>> Begin

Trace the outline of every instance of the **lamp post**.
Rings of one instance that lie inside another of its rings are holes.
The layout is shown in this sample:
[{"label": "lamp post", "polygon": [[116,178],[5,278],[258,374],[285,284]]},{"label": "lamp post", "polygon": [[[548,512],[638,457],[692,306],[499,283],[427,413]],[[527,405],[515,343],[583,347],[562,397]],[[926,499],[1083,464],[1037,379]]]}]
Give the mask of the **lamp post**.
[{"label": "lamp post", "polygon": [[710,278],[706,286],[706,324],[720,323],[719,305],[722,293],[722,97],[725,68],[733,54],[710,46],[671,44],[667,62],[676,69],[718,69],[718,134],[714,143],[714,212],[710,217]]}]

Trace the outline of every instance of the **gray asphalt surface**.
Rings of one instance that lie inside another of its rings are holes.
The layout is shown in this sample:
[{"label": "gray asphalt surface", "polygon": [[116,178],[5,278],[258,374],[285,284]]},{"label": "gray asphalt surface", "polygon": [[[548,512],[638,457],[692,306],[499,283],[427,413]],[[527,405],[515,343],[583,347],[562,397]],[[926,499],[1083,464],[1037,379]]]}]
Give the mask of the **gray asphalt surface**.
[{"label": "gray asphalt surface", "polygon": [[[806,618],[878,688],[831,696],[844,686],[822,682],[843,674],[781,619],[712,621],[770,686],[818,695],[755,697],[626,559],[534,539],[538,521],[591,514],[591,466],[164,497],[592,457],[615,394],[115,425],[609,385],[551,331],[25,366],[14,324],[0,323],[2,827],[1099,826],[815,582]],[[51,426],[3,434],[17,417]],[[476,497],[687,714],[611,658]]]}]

>> End

=== Given request ===
Reproduce the rows from the line containing "Trace the outline of every instance of the **gray" through the end of the rows, substituting "example" for "sample" and leaving everything else unchanged.

=== Result for this task ===
Trace the outline of every instance of the **gray asphalt surface**.
Rings of one instance that lie inside another of its rings are holes.
The layout is shown in this example:
[{"label": "gray asphalt surface", "polygon": [[116,178],[5,278],[258,374],[285,284]]},{"label": "gray asphalt surface", "polygon": [[[548,512],[638,457],[692,306],[499,283],[427,413]],[[527,405],[515,343],[583,347],[562,397]],[[926,499],[1083,464],[1037,379]]]}]
Give the mask of the **gray asphalt surface**.
[{"label": "gray asphalt surface", "polygon": [[[806,618],[878,688],[831,696],[844,686],[822,682],[843,674],[781,619],[712,621],[770,686],[818,695],[755,697],[626,559],[534,539],[538,521],[591,514],[591,466],[164,497],[592,457],[615,394],[115,425],[609,385],[551,331],[25,366],[14,324],[0,323],[2,827],[1099,826],[815,582]],[[51,426],[3,434],[17,417]],[[476,497],[687,714],[611,658]]]}]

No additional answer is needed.